Segment Open

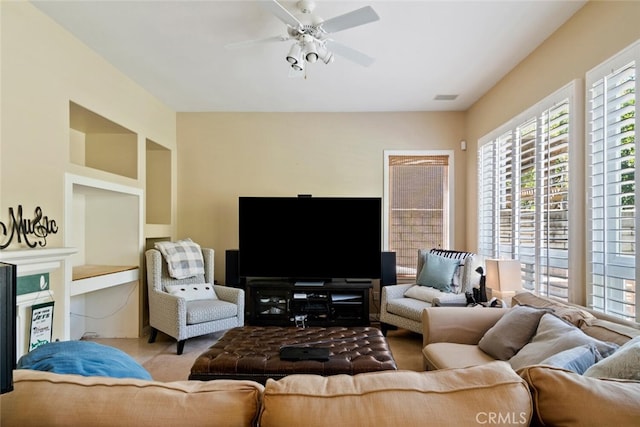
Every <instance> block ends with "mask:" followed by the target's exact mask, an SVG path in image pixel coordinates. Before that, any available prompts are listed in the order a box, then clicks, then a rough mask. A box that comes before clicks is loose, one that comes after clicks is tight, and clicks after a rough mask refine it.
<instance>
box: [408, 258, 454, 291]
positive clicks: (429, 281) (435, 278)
mask: <svg viewBox="0 0 640 427" xmlns="http://www.w3.org/2000/svg"><path fill="white" fill-rule="evenodd" d="M459 265H460V261H459V260H457V259H455V258H446V257H443V256H439V255H435V254H432V253H430V252H429V253H427V254H426V255H425V262H424V266H423V267H422V270H421V271H420V274H419V275H418V279H417V283H418V285H421V286H430V287H432V288H436V289H439V290H441V291H443V292H451V291H452V290H453V288H452V287H451V284H452V282H453V275H454V273H455V272H456V270H457V268H458V266H459Z"/></svg>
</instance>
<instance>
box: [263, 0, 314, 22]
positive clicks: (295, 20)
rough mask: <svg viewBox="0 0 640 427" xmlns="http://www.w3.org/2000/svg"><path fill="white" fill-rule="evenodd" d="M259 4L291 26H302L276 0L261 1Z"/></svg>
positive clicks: (299, 21) (291, 15)
mask: <svg viewBox="0 0 640 427" xmlns="http://www.w3.org/2000/svg"><path fill="white" fill-rule="evenodd" d="M260 4H261V5H262V7H264V8H265V9H266V10H268V11H269V12H271V13H272V14H273V15H275V17H276V18H278V19H279V20H281V21H282V22H284V23H285V24H287V25H288V26H290V27H293V28H302V27H303V25H302V23H301V22H300V21H299V20H298V18H296V17H295V16H293V15H292V14H291V12H289V11H288V10H287V9H286V8H285V7H284V6H282V5H281V4H280V3H278V2H277V1H276V0H268V1H261V2H260Z"/></svg>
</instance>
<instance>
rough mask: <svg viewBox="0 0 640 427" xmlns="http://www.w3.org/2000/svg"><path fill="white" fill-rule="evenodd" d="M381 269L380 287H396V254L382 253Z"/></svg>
mask: <svg viewBox="0 0 640 427" xmlns="http://www.w3.org/2000/svg"><path fill="white" fill-rule="evenodd" d="M380 265H381V268H380V286H387V285H395V284H396V282H397V281H398V279H397V277H396V253H395V252H382V262H381V264H380Z"/></svg>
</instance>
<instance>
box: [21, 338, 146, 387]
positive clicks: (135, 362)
mask: <svg viewBox="0 0 640 427" xmlns="http://www.w3.org/2000/svg"><path fill="white" fill-rule="evenodd" d="M17 368H18V369H32V370H35V371H48V372H54V373H56V374H76V375H83V376H85V377H90V376H101V377H115V378H138V379H142V380H151V379H152V378H151V374H149V372H147V370H146V369H144V368H143V367H142V366H141V365H140V364H139V363H138V362H136V361H135V360H134V359H133V358H132V357H131V356H129V355H128V354H127V353H125V352H123V351H121V350H119V349H117V348H113V347H109V346H106V345H102V344H98V343H95V342H91V341H56V342H51V343H48V344H44V345H41V346H39V347H37V348H35V349H33V350H31V351H30V352H29V353H27V354H25V355H24V356H22V357H21V358H20V360H18V364H17Z"/></svg>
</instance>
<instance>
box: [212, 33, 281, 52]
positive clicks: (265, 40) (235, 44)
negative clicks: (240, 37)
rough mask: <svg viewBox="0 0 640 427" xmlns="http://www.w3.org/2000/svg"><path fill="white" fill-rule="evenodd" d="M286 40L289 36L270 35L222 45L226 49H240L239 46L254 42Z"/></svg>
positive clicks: (261, 42) (254, 42)
mask: <svg viewBox="0 0 640 427" xmlns="http://www.w3.org/2000/svg"><path fill="white" fill-rule="evenodd" d="M287 40H289V37H285V36H272V37H266V38H264V39H256V40H244V41H241V42H233V43H228V44H226V45H224V47H225V48H226V49H229V50H232V49H241V48H244V47H249V46H253V45H256V44H263V43H271V42H284V41H287Z"/></svg>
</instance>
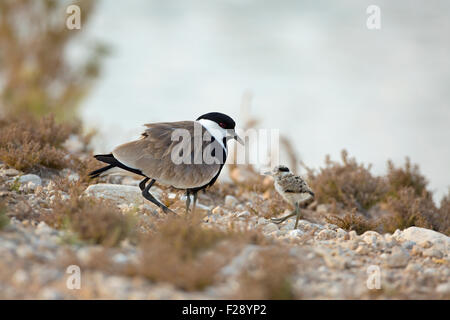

Segment Closed

Exercise: The required output is the listing above reproduced exactly, pictures removed.

Exercise response:
Every <instance> block ends with "mask:" followed by the target's exact mask, an SVG path in image pixel coordinates. Before that, any available prompts are listed in the order a box, then clicks, then a rough mask. A box that comes before clicks is loose, one that comes after clicks is tight, and clicks after a rough mask refine it.
<instance>
box: [408, 258, 454, 291]
positive clicks: (429, 281) (435, 278)
mask: <svg viewBox="0 0 640 427" xmlns="http://www.w3.org/2000/svg"><path fill="white" fill-rule="evenodd" d="M459 265H460V261H459V260H457V259H455V258H446V257H443V256H439V255H435V254H432V253H430V252H429V253H427V254H426V255H425V262H424V266H423V267H422V270H421V271H420V274H419V275H418V279H417V283H418V285H421V286H430V287H432V288H436V289H439V290H441V291H443V292H451V291H452V290H453V288H452V287H451V284H452V282H453V275H454V273H455V272H456V270H457V268H458V266H459Z"/></svg>
</instance>
<instance>
box: [263, 0, 314, 22]
positive clicks: (295, 20)
rough mask: <svg viewBox="0 0 640 427" xmlns="http://www.w3.org/2000/svg"><path fill="white" fill-rule="evenodd" d="M259 4L291 26H302L276 0L261 1Z"/></svg>
positive clicks: (299, 21) (291, 15)
mask: <svg viewBox="0 0 640 427" xmlns="http://www.w3.org/2000/svg"><path fill="white" fill-rule="evenodd" d="M260 4H261V5H262V7H264V8H265V9H266V10H268V11H269V12H271V13H272V14H273V15H275V17H276V18H278V19H279V20H281V21H282V22H284V23H285V24H287V25H288V26H290V27H293V28H302V27H303V25H302V23H301V22H300V21H299V20H298V18H296V17H295V16H293V15H292V14H291V12H289V11H288V10H287V9H286V8H285V7H284V6H282V5H281V4H280V3H278V2H277V1H276V0H268V1H261V2H260Z"/></svg>
</instance>
<instance>
rough mask: <svg viewBox="0 0 640 427" xmlns="http://www.w3.org/2000/svg"><path fill="white" fill-rule="evenodd" d="M381 269L380 287H396V254L382 253Z"/></svg>
mask: <svg viewBox="0 0 640 427" xmlns="http://www.w3.org/2000/svg"><path fill="white" fill-rule="evenodd" d="M380 265H381V268H380V286H387V285H395V284H396V282H397V281H398V279H397V277H396V253H395V252H382V262H381V264H380Z"/></svg>
</instance>
<instance>
box: [21, 338, 146, 387]
positive clicks: (135, 362)
mask: <svg viewBox="0 0 640 427" xmlns="http://www.w3.org/2000/svg"><path fill="white" fill-rule="evenodd" d="M17 368H18V369H32V370H35V371H48V372H54V373H56V374H76V375H83V376H85V377H90V376H101V377H115V378H138V379H142V380H151V379H152V378H151V374H149V372H147V370H146V369H144V368H143V367H142V366H141V365H140V364H139V363H138V362H136V361H135V360H134V359H133V358H132V357H131V356H129V355H128V354H127V353H125V352H123V351H121V350H119V349H117V348H113V347H109V346H106V345H102V344H98V343H95V342H91V341H56V342H51V343H48V344H44V345H41V346H39V347H37V348H35V349H33V350H31V351H30V352H29V353H27V354H25V355H24V356H22V357H21V358H20V360H18V364H17Z"/></svg>
</instance>
<instance>
box: [212, 33, 281, 52]
positive clicks: (265, 40) (235, 44)
negative clicks: (240, 37)
rough mask: <svg viewBox="0 0 640 427" xmlns="http://www.w3.org/2000/svg"><path fill="white" fill-rule="evenodd" d="M286 40L289 36L270 35L222 45L226 49H240L239 46L254 42Z"/></svg>
positive clicks: (261, 42) (254, 42)
mask: <svg viewBox="0 0 640 427" xmlns="http://www.w3.org/2000/svg"><path fill="white" fill-rule="evenodd" d="M287 40H289V37H285V36H272V37H266V38H264V39H256V40H244V41H241V42H233V43H228V44H226V45H224V47H225V48H226V49H229V50H232V49H241V48H244V47H249V46H253V45H256V44H263V43H271V42H284V41H287Z"/></svg>
</instance>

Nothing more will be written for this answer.